-- START --

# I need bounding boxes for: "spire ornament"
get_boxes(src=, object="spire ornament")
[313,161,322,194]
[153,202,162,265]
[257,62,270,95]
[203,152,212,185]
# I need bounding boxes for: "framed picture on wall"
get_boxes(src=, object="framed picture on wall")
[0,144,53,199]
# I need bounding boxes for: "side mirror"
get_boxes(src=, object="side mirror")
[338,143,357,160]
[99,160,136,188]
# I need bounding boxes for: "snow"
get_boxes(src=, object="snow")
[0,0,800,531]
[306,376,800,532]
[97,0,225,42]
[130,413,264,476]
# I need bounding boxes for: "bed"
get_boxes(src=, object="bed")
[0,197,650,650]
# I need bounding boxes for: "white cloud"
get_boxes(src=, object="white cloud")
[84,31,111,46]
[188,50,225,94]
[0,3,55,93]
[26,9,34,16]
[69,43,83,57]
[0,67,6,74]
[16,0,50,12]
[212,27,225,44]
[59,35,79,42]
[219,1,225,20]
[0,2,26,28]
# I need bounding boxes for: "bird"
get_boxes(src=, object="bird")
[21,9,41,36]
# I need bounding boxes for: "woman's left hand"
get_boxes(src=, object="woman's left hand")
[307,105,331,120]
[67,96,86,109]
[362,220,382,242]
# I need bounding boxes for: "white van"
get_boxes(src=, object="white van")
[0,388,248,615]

-- END --
-- START --

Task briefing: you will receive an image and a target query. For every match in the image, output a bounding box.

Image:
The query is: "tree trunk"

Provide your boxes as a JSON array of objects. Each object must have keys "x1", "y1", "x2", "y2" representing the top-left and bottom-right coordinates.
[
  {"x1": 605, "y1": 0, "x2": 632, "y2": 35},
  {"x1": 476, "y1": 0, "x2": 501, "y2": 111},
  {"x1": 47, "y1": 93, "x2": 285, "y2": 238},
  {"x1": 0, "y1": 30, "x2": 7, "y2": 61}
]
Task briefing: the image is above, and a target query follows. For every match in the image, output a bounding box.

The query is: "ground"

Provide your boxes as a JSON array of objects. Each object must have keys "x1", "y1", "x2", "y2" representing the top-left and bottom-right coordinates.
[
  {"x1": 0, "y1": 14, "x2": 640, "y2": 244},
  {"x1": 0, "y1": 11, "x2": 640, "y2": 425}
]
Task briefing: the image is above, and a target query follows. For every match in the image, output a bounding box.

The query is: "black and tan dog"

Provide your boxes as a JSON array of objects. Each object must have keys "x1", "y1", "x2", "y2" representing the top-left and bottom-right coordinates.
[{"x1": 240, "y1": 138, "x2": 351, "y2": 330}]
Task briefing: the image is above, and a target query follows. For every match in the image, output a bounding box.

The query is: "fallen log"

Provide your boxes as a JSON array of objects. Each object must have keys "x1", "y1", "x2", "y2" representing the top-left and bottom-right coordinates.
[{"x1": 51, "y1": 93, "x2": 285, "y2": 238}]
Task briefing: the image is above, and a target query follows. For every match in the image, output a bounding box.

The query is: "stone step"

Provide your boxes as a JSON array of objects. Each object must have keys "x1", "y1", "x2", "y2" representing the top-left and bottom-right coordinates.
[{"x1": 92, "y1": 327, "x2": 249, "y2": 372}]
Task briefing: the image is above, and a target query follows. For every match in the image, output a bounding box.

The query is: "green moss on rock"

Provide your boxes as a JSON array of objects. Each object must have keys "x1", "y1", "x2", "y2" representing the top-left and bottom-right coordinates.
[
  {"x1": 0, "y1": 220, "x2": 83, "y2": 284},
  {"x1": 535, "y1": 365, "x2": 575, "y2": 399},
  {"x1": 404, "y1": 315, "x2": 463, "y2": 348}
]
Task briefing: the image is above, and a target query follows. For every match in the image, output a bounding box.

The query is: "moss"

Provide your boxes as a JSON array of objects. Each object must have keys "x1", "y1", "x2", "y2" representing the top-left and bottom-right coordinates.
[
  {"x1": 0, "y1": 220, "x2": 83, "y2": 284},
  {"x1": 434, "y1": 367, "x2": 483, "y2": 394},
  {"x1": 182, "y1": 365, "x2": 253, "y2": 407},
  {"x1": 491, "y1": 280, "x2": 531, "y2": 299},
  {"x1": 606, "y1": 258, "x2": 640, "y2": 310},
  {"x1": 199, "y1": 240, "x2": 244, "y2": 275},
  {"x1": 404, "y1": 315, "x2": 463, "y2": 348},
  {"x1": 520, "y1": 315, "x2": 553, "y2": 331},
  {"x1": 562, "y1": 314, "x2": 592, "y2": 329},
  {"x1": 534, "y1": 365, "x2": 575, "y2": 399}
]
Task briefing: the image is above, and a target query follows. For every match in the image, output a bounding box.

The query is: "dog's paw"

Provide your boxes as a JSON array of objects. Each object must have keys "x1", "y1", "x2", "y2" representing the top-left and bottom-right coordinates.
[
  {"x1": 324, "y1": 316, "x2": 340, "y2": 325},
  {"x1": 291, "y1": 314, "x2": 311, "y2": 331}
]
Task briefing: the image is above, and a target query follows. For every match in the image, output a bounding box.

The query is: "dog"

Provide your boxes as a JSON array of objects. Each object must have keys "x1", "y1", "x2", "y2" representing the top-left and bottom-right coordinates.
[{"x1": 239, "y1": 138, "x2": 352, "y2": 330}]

-- END --
-- START --

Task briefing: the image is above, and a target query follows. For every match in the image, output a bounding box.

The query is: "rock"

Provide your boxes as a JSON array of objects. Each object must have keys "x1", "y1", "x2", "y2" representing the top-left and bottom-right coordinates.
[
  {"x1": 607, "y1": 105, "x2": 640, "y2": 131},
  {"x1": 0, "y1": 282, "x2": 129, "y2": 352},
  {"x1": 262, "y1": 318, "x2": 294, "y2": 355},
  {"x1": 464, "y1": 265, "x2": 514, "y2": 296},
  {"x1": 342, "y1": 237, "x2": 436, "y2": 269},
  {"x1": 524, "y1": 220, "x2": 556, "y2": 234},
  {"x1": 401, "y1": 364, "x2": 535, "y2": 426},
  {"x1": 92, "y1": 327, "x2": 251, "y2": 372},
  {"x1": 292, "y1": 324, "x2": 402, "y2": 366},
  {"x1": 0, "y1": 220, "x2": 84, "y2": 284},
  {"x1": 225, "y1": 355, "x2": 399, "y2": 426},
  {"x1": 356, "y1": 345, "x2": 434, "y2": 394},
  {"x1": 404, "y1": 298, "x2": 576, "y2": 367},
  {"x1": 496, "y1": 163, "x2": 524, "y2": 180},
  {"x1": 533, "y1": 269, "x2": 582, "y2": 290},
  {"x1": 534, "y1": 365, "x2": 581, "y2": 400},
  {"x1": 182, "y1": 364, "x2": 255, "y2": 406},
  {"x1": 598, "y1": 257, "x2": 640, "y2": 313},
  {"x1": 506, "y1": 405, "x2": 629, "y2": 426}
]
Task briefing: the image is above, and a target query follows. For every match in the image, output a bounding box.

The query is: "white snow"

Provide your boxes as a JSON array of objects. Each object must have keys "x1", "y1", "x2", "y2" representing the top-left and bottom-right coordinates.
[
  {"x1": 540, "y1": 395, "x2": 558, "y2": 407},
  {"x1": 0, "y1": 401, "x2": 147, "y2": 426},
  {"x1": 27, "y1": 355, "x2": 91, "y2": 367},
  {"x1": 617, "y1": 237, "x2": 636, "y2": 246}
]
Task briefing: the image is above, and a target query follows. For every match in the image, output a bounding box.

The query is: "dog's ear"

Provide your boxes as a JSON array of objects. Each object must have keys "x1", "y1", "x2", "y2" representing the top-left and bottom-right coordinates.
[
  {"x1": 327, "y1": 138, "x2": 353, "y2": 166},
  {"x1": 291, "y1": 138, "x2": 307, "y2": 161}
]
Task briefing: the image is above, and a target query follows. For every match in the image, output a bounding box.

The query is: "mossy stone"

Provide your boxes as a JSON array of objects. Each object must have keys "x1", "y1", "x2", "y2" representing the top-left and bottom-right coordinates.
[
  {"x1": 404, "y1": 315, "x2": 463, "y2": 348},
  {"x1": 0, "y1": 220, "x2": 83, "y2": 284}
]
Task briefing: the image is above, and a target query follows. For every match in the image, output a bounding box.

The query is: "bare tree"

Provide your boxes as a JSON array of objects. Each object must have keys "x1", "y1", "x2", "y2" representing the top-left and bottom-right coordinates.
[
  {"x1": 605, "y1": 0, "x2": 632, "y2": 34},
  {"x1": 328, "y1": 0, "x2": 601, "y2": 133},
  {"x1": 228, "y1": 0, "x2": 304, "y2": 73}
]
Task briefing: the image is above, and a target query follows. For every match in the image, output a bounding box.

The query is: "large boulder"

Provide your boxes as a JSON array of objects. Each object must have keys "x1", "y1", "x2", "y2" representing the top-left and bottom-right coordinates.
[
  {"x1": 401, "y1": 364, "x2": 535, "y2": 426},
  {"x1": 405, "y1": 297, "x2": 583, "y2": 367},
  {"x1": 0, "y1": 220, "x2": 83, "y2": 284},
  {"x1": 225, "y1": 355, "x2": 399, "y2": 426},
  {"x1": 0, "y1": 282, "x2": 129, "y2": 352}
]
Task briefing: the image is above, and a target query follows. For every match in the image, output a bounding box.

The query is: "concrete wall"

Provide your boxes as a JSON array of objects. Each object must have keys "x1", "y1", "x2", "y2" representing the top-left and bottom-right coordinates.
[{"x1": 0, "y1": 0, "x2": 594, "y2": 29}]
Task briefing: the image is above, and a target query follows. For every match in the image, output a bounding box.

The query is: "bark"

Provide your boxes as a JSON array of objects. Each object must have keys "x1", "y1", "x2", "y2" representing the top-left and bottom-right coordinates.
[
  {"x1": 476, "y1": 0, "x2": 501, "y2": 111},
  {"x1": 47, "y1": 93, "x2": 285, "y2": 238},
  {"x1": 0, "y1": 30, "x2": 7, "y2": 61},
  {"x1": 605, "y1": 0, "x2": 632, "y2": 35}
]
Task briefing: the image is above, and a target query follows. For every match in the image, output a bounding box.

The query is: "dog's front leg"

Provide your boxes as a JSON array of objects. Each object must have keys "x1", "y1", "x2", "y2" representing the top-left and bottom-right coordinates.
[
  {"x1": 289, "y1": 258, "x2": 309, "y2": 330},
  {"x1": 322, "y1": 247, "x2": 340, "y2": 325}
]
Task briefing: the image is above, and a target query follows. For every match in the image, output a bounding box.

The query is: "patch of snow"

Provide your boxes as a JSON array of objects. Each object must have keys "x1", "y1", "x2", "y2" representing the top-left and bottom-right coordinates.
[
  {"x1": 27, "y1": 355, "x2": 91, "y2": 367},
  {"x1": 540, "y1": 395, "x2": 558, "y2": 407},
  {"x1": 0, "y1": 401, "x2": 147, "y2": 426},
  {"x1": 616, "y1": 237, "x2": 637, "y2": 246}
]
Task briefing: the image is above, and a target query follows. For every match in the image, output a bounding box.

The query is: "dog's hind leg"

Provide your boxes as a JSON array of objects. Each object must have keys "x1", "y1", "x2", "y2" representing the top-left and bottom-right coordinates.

-- END --

— Written instruction —
Pull out every line of the rows above that contains the word "ornament", matching case exactly.

— Complete response —
# I need bounding boxes for: "spire ornament"
get_boxes(src=, object="spire ornament")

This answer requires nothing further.